What needs to be done. Rewrite all the entries below, swapping "Query" for "Label" everywhere it occurs and keeping everything else the same. Leave the pictures out.

Task material.
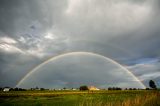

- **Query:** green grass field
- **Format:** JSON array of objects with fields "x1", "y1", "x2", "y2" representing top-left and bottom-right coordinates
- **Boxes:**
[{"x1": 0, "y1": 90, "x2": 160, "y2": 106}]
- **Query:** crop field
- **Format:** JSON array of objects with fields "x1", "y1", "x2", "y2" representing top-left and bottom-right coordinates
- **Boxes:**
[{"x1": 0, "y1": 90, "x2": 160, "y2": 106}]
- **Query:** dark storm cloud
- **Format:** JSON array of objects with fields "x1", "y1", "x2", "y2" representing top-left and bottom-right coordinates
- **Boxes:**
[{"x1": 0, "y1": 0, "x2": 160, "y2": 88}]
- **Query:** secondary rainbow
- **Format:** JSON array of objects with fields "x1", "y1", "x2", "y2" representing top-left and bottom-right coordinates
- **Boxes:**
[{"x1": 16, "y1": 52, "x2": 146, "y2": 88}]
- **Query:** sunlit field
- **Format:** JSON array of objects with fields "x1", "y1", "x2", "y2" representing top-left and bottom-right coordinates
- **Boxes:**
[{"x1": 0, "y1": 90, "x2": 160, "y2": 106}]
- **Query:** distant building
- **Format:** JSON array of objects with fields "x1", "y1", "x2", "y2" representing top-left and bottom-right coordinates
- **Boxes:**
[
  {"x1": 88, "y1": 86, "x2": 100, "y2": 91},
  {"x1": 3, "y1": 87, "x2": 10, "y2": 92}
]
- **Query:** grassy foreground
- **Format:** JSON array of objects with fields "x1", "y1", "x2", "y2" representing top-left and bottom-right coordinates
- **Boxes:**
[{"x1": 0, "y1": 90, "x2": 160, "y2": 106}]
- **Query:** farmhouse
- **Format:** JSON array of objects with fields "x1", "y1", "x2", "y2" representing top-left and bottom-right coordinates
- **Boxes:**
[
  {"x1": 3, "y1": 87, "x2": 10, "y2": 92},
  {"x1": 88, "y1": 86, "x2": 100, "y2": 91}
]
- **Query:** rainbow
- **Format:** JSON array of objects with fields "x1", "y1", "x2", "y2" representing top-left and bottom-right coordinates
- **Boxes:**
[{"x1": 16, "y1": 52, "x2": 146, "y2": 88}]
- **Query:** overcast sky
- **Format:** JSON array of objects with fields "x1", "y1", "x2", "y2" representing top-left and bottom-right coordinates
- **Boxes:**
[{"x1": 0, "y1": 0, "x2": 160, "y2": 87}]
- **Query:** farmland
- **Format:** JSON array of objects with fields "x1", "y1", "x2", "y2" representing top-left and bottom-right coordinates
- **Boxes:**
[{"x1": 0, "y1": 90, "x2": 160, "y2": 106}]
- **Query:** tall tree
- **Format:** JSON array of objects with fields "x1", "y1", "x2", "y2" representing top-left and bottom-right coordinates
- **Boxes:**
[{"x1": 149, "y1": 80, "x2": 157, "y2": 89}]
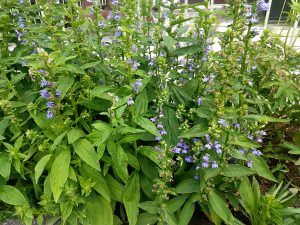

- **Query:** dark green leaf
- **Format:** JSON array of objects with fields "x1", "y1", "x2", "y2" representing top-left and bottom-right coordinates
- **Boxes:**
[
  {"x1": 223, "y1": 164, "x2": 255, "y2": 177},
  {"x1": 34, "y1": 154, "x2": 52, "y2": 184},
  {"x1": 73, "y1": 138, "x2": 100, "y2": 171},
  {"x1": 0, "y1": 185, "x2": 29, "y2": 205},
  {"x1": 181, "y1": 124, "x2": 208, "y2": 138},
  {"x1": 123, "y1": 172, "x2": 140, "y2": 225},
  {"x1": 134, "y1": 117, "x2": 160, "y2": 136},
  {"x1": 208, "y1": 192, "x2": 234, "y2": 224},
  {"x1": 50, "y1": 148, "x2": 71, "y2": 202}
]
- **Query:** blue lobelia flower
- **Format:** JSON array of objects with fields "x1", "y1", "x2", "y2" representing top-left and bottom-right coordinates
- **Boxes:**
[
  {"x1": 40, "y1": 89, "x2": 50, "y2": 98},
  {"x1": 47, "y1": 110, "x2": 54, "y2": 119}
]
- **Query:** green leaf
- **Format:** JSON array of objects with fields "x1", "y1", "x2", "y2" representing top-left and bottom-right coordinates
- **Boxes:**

Exercise response.
- **Label:** green grass field
- **Format:** JSON array of objects with fields "x1", "y1", "x2", "y2" representing top-left and bottom-right coordinates
- **Boxes:**
[{"x1": 0, "y1": 90, "x2": 160, "y2": 106}]
- **Label:** crop field
- **Format:** JSON array of objects with fields "x1", "y1", "x2", "y2" representing top-left and bottom-right coordinates
- **Boxes:**
[{"x1": 0, "y1": 90, "x2": 160, "y2": 106}]
- **Label:** dark storm cloud
- **Format:** JSON array of objects with fields "x1", "y1", "x2", "y2" representing top-left and bottom-right coordinates
- **Boxes:**
[{"x1": 0, "y1": 0, "x2": 160, "y2": 88}]
- **Label:** secondary rainbow
- **Format:** JSON array of objects with fields "x1", "y1", "x2", "y2" representing top-left and bottom-right coordinates
- **Boxes:**
[{"x1": 16, "y1": 52, "x2": 146, "y2": 88}]
- **Label:** sunlit field
- **Format:** JSON array of objects with fields "x1", "y1", "x2", "y2" representing top-left and bottom-right coordinates
- **Boxes:**
[{"x1": 0, "y1": 90, "x2": 160, "y2": 106}]
- **Label:** distant building
- **Format:** JSON array of objects with fields "x1", "y1", "x2", "y2" representing top-left and bottom-right coordinates
- **Boxes:**
[
  {"x1": 88, "y1": 86, "x2": 100, "y2": 91},
  {"x1": 3, "y1": 87, "x2": 10, "y2": 92}
]
- **Label:** grassy foreground
- **Format:** JSON array of objects with fields "x1", "y1", "x2", "y2" representing top-left and bottom-right coordinates
- **Boxes:**
[{"x1": 0, "y1": 90, "x2": 160, "y2": 106}]
- **Label:** farmhouse
- **Format:** JSON array of objects with fields "x1", "y1", "x2", "y2" representing top-left and bottom-right coordinates
- **Boxes:**
[
  {"x1": 3, "y1": 87, "x2": 10, "y2": 92},
  {"x1": 88, "y1": 86, "x2": 100, "y2": 91}
]
- **Label:** rainbow
- **Format:** JSON array of objects with fields "x1", "y1", "x2", "y2" representing top-left and bottom-right coordinates
- **Boxes:**
[{"x1": 16, "y1": 52, "x2": 146, "y2": 88}]
- **Label:** overcast sky
- **Format:** JSON array of objects with fields "x1", "y1", "x2", "y2" representing top-left and bottom-right coordinates
- **Boxes:**
[{"x1": 0, "y1": 0, "x2": 160, "y2": 87}]
- **Label:** farmland
- **Format:** JSON array of objects with fields "x1", "y1", "x2", "y2" representing top-left and bottom-right coordinates
- **Boxes:**
[{"x1": 0, "y1": 90, "x2": 160, "y2": 106}]
- **Label:** tall tree
- **Format:** JSON array of objects with fields "x1", "y1", "x2", "y2" representing top-left and bottom-right coordinates
- **Boxes:**
[{"x1": 149, "y1": 80, "x2": 157, "y2": 89}]

- **Label:** dark green leaf
- **Format:** JSON array of objects with fields "x1", "y1", "x2", "y2" representing top-left and bottom-right coordinates
- **Boxes:**
[
  {"x1": 223, "y1": 164, "x2": 255, "y2": 177},
  {"x1": 34, "y1": 154, "x2": 52, "y2": 184},
  {"x1": 73, "y1": 138, "x2": 100, "y2": 171},
  {"x1": 0, "y1": 185, "x2": 29, "y2": 205},
  {"x1": 181, "y1": 124, "x2": 208, "y2": 138},
  {"x1": 123, "y1": 172, "x2": 140, "y2": 225},
  {"x1": 134, "y1": 117, "x2": 160, "y2": 136},
  {"x1": 208, "y1": 192, "x2": 234, "y2": 224},
  {"x1": 50, "y1": 148, "x2": 71, "y2": 202}
]
- **Label:** blue lobelia flower
- **Format:** JSON array of objects with fields "x1", "y1", "x2", "y2" representing top-left and bottom-right coordinates
- **Boxes:**
[
  {"x1": 40, "y1": 89, "x2": 50, "y2": 98},
  {"x1": 47, "y1": 110, "x2": 54, "y2": 119}
]
- **Label:** green leaf
- **Format:** JSON array of objects with fields "x1", "y1", "x2", "y2" representing top-left and bottom-right coordinates
- **Boxes:**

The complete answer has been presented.